• Directions for this task:
Count the lines in the data below that contain the string "wall", with case treated as significant. Reply with the number alone.

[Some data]
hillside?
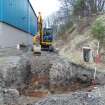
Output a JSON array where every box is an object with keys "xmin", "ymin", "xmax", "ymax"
[{"xmin": 58, "ymin": 15, "xmax": 105, "ymax": 70}]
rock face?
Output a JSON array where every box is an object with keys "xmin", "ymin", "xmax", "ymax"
[
  {"xmin": 32, "ymin": 89, "xmax": 105, "ymax": 105},
  {"xmin": 0, "ymin": 52, "xmax": 105, "ymax": 105}
]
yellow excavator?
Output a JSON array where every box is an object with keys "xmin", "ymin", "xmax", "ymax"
[{"xmin": 33, "ymin": 12, "xmax": 54, "ymax": 53}]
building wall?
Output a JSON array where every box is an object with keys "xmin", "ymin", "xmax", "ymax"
[
  {"xmin": 0, "ymin": 0, "xmax": 37, "ymax": 35},
  {"xmin": 0, "ymin": 22, "xmax": 32, "ymax": 48}
]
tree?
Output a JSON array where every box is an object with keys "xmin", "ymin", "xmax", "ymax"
[{"xmin": 92, "ymin": 16, "xmax": 105, "ymax": 45}]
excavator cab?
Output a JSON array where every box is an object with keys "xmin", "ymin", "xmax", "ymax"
[{"xmin": 41, "ymin": 28, "xmax": 53, "ymax": 50}]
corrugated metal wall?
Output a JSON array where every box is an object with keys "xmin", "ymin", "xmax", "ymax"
[{"xmin": 0, "ymin": 0, "xmax": 37, "ymax": 35}]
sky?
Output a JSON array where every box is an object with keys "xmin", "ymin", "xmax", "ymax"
[{"xmin": 30, "ymin": 0, "xmax": 60, "ymax": 19}]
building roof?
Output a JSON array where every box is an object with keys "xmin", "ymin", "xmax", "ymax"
[{"xmin": 0, "ymin": 0, "xmax": 37, "ymax": 35}]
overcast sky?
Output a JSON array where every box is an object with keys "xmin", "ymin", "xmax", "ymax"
[{"xmin": 30, "ymin": 0, "xmax": 60, "ymax": 18}]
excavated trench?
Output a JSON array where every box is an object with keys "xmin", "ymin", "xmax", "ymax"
[
  {"xmin": 0, "ymin": 50, "xmax": 105, "ymax": 105},
  {"xmin": 17, "ymin": 57, "xmax": 105, "ymax": 98}
]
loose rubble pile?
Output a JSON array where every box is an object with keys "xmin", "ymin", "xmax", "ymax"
[
  {"xmin": 0, "ymin": 49, "xmax": 105, "ymax": 105},
  {"xmin": 32, "ymin": 89, "xmax": 105, "ymax": 105}
]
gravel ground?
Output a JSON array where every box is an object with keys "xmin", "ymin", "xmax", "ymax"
[{"xmin": 32, "ymin": 87, "xmax": 105, "ymax": 105}]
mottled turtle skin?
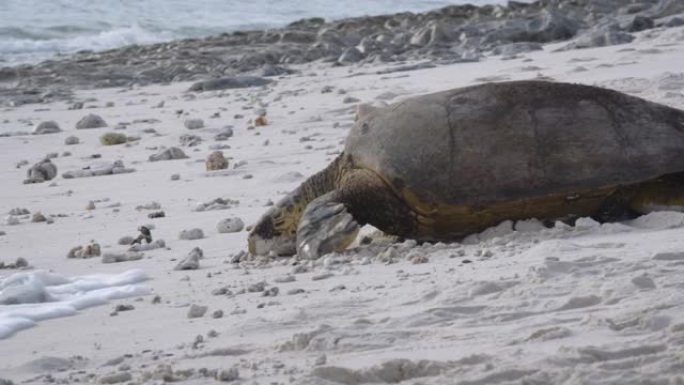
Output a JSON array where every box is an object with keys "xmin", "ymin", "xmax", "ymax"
[{"xmin": 250, "ymin": 81, "xmax": 684, "ymax": 257}]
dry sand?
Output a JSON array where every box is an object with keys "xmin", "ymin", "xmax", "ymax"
[{"xmin": 0, "ymin": 27, "xmax": 684, "ymax": 385}]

• Task answer:
2